Assigned task.
Beginning with the line that contains "# point at: short" in the material below, print each line exactly until the line that contains "# point at: chrome vanity" has been printed, then stop.

Records for the exercise.
···

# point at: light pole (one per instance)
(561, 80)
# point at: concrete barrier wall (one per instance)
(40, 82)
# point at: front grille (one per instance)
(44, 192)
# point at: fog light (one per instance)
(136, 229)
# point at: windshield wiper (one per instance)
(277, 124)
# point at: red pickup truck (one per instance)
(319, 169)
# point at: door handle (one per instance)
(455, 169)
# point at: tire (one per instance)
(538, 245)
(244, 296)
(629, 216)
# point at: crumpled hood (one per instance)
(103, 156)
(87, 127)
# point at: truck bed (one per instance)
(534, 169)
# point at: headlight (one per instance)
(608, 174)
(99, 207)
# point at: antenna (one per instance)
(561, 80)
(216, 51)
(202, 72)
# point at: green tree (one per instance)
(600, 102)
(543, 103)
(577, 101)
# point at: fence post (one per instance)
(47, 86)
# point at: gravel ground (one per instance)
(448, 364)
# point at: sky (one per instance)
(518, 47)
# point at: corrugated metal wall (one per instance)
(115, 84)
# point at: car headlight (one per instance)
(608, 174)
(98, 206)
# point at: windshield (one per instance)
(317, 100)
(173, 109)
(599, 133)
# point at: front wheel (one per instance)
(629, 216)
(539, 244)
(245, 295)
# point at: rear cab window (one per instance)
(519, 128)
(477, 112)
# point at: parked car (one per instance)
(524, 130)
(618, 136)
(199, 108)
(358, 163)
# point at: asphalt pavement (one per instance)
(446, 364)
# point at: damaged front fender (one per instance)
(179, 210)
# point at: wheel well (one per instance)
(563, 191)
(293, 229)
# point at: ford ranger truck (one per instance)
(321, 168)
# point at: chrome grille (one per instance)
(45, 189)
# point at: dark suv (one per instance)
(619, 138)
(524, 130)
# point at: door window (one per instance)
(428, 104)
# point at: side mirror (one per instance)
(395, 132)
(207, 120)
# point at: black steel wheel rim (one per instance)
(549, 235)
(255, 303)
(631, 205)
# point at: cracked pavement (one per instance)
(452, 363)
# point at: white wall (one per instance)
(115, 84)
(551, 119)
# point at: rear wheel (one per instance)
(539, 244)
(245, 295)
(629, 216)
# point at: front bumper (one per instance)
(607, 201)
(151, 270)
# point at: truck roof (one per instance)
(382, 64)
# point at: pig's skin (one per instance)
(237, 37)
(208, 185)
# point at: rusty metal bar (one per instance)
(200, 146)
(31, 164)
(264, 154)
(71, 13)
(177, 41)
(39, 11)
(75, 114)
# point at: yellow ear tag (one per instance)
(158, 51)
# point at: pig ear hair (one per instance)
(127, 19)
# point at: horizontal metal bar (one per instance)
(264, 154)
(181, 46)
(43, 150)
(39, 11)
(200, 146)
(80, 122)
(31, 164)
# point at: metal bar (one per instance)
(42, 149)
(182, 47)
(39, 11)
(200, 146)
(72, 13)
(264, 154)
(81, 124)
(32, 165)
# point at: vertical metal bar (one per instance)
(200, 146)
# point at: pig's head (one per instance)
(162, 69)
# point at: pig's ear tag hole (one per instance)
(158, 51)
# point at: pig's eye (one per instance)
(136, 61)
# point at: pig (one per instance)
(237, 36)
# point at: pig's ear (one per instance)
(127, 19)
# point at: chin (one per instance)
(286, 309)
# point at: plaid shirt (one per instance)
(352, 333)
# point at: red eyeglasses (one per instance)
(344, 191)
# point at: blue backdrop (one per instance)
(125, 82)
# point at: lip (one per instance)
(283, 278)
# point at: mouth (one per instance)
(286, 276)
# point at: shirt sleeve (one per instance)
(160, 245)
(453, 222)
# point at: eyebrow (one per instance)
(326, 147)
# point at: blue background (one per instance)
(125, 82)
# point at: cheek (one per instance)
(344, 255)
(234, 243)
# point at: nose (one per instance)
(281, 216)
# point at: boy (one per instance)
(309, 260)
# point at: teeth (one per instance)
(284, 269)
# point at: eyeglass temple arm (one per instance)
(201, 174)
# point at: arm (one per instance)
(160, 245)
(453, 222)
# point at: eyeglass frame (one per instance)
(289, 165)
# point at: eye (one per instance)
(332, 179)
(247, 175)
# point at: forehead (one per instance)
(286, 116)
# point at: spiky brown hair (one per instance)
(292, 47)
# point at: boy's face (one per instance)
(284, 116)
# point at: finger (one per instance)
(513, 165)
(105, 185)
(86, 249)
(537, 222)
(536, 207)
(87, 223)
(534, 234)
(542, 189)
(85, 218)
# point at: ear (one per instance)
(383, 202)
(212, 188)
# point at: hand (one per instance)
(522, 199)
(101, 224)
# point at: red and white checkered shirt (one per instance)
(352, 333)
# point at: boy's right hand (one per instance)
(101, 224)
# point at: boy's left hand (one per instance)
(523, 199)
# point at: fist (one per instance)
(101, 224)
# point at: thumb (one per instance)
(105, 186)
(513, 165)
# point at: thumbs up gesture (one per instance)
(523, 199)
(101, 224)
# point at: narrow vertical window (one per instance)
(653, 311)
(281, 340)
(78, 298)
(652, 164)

···

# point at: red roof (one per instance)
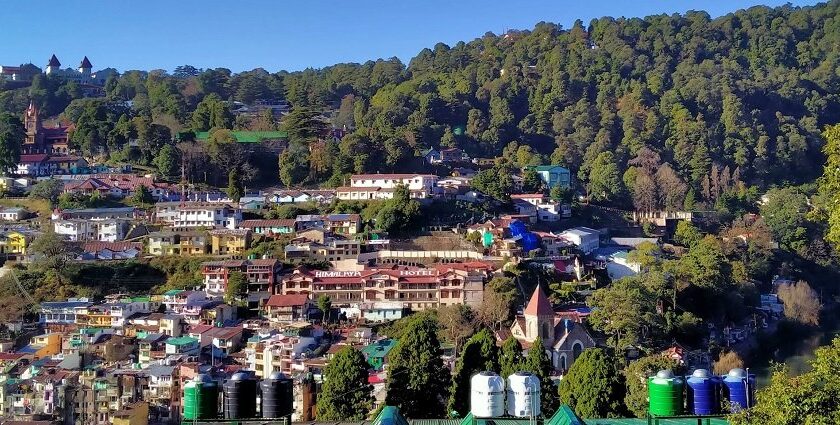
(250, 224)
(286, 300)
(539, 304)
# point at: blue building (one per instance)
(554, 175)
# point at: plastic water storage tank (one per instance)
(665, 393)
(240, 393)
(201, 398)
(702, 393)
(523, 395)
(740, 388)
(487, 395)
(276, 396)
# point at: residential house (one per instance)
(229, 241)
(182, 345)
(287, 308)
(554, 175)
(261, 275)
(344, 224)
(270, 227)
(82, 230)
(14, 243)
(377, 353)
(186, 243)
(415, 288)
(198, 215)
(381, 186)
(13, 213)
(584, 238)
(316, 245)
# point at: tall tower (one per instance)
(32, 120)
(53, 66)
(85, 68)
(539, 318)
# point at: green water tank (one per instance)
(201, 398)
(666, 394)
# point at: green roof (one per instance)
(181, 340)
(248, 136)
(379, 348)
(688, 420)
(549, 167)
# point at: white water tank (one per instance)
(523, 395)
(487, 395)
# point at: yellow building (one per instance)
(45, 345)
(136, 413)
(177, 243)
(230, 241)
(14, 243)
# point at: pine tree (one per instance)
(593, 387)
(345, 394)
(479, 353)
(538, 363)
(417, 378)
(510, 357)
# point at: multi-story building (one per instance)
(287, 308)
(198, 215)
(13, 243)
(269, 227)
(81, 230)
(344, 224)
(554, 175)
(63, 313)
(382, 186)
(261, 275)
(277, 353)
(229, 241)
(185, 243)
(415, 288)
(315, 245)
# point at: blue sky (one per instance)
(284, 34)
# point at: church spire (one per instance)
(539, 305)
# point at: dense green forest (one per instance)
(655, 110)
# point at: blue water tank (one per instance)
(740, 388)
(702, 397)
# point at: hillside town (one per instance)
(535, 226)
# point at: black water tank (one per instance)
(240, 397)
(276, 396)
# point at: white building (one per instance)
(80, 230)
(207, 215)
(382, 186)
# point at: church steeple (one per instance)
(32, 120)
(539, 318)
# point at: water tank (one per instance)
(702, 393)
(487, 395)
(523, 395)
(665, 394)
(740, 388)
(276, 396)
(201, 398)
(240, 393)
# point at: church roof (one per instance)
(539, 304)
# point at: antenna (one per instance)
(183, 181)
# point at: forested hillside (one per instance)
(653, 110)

···

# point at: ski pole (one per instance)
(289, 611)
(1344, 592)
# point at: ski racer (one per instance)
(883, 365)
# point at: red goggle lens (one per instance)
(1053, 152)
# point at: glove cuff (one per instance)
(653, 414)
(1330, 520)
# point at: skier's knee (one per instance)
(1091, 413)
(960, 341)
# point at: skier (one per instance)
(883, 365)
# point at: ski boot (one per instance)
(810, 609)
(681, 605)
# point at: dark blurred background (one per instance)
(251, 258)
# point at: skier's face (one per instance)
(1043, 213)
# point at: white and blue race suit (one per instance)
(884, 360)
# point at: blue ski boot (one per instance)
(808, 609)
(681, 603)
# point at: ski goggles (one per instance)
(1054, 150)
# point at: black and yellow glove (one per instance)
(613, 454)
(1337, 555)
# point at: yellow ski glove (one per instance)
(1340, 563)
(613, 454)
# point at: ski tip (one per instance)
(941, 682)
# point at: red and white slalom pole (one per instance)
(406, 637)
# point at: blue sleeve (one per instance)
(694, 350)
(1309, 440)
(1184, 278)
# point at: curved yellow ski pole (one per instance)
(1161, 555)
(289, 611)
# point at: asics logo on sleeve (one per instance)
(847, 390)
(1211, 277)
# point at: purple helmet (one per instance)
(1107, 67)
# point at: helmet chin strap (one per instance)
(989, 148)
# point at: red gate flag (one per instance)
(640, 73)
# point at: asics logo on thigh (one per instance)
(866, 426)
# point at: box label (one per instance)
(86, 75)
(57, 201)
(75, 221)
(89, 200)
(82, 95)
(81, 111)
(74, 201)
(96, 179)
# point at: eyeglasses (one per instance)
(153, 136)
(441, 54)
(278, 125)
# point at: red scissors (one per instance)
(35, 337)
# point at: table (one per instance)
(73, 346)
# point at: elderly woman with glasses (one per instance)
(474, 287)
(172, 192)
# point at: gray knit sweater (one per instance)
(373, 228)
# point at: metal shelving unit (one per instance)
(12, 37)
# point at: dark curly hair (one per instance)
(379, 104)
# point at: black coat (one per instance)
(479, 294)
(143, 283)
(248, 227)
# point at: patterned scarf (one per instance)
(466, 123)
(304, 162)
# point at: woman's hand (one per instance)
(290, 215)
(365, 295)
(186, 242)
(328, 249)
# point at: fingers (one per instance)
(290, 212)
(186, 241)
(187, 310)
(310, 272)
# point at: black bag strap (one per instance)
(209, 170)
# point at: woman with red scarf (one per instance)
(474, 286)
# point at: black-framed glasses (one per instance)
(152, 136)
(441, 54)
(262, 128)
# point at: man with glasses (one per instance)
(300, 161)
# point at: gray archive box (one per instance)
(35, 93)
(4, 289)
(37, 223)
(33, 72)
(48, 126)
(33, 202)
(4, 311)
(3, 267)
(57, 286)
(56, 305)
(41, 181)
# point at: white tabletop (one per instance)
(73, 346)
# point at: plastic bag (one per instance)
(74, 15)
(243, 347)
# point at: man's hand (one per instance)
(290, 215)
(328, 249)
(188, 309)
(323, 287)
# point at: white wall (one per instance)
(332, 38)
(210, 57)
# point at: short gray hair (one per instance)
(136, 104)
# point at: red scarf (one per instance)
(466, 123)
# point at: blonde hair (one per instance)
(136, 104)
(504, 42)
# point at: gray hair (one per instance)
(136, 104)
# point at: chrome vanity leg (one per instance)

···

Your response.
# point at: short gray hair (one per instance)
(136, 104)
# point at: red scarf (one per instance)
(466, 123)
# point at: blonde hair (one per instance)
(136, 104)
(504, 42)
# point at: gray hair (one per instance)
(136, 104)
# point at: chrome vanity leg (one per instance)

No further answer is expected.